Task
Return the listing in full and exactly, but without a single picture.

Data listing
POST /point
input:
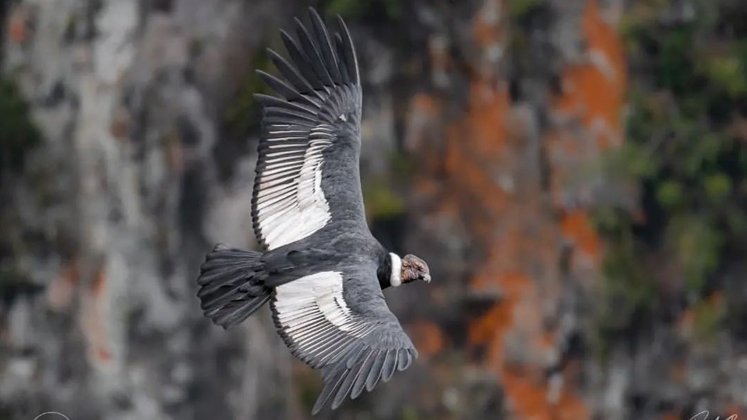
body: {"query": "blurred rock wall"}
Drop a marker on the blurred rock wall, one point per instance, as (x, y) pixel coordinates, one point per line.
(486, 127)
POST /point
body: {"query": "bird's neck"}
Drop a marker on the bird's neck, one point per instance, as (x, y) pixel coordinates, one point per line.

Response
POST /point
input:
body: {"query": "blurred rock wall"}
Drop a marker on the blurred rock wall, one point per instance, as (x, y) pixel coordinates, one point per line.
(486, 127)
POST /point
body: {"query": "bird's neck"}
Drop a marker on the bird's neck, one point per instance, as (x, y) pixel coordinates, one point per line.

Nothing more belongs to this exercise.